→ **Set of tasks**:
1. Repeat word for word the part of the foot surgery post starting with "Friday morning while" and going on through "I was bumbed.".
2. Using the foot surgery post, decide whether each statement agrees with it: (a) The surgery was set for 12:30. (b) The Friday email came from the doctor's office. (c) The writer tried walking on the foot the night of surgery. Answer yes or no for each and quote the words that settle it.
3. Carry on the foot surgery post, starting right after its last sentence.

Thursday morning dawned and without coffee I made my way to the day surgery facility. I was prepared to draw on my full reserve of patients since Dr. Medlock worked me in on such short notice. To my pleasant surprise I was set for 12:30 and by 12:45 I was being given the "happy juice". The surgery went as planned and I was back home by dinner time.
Friday morning while playing with the remote and realizing there is nothing on during the day my lovely little smart phone buzzed and it was an email from Susan G. Komen "Your virtual Personal Trainer". Now this shouldn't be a big deal as I knew that Friday was the start of the official training for the DFW event, I also knew that just out of surgery I wouldn't be walking over the weekend or for a couple of weeks most likely. But nonetheless it made me a little sad actually I think it is what has started the "poor pitful me ball" to rolling.
Now let me back up and just say that the Dr. said I should be able to walk on my foot later the night of surgery. Which I didn't even try but Friday morning when I couldn't I was bumbed.

→ **Information supplied**:
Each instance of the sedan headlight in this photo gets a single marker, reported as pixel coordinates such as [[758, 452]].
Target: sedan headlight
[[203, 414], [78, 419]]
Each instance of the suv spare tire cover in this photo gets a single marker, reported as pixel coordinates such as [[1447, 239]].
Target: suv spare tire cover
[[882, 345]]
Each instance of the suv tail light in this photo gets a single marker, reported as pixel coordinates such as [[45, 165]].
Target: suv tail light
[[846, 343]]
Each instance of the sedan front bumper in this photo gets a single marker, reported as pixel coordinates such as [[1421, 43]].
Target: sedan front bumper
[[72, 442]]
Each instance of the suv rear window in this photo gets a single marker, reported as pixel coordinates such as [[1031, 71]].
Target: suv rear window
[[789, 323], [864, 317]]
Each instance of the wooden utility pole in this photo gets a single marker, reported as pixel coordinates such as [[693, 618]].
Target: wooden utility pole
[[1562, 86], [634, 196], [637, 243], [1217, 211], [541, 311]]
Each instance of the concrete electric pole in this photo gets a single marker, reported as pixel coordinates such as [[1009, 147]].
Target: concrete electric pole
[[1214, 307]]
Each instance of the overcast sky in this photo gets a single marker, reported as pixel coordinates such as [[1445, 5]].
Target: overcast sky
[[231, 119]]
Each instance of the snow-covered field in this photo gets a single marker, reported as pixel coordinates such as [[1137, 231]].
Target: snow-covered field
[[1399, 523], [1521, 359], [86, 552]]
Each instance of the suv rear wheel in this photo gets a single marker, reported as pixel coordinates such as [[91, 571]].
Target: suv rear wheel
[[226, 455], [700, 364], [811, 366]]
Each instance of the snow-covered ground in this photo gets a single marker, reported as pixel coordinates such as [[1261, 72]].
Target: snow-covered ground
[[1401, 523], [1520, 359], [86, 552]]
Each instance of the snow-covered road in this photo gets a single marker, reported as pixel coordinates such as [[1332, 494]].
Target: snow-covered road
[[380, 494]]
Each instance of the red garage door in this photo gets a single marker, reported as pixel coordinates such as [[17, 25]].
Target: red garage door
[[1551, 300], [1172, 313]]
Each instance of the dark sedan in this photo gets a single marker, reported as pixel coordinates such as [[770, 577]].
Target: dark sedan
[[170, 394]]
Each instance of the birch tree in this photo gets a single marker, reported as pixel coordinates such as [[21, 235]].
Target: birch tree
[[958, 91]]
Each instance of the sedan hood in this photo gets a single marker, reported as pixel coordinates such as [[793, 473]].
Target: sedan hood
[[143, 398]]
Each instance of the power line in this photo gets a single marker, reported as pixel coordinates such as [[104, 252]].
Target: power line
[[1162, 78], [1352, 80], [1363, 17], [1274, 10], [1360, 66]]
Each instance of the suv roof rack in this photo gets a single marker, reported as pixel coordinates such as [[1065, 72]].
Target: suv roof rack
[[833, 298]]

→ **Answer list**:
1.
Friday morning while playing with the remote and realizing there is nothing on during the day my lovely little smart phone buzzed and it was an email from Susan G. Komen "Your virtual Personal Trainer". Now this shouldn't be a big deal as I knew that Friday was the start of the official training for the DFW event, I also knew that just out of surgery I wouldn't be walking over the weekend or for a couple of weeks most likely. But nonetheless it made me a little sad actually I think it is what has started the "poor pitful me ball" to rolling.
Now let me back up and just say that the Dr. said I should be able to walk on my foot later the night of surgery. Which I didn't even try but Friday morning when I couldn't I was bumbed.

2.
(a) Yes: "I was set for 12:30"
(b) No: "it was an email from Susan G. Komen"
(c) No: "Which I didn't even try"

3.
Saturday was our team garage sale which I have been collecting things for weeks now and had no intention of cancelling. Thanks to my one of my wonderful sisters and my boyfriends mother who were my legs we made $465.00. Which if I do say so myself that is not to shabby!!!!!!!!! This should have made me fell great since I was still doing something to raise awareness and funds to kick breast cancer booty BUT it didn't. I got home and my foot was huge and hurt even though I had really stayed off of it. So even though we still had a ton we could have sold on Sunday I decided that my teammate and all my helpers had done so much already I couldn't ask them to give up the only remaining day of their weekend, so we took the leftovers to Goodwill.
Sunday I stayed home, kept the foot iced, propped and rested. It is amazing to me that during our day to day crazy lives we would give anything to have a lazy Sunday a day to just watch movies and eat but when we are told we have to have one of those days it makes ME crazy.........lol
It is now noon on Monday and kicking and whinning I came to work today. After all I had been off 2 days and needed to get stuff done. I needed to get back to being me. Easier said than done. Although I am walking on my foot today it is not the most pleasant feeling. My boyfriend had a flat on my car on the way back home after bringing me to work (since I still can't drive myself). I have spent way more money on Dr's in the last two weeks than I really had or certainly planned on.
I want my blanky!!!!!!!!!!!!!!!!!!!!!!!!!!!!!!!!!!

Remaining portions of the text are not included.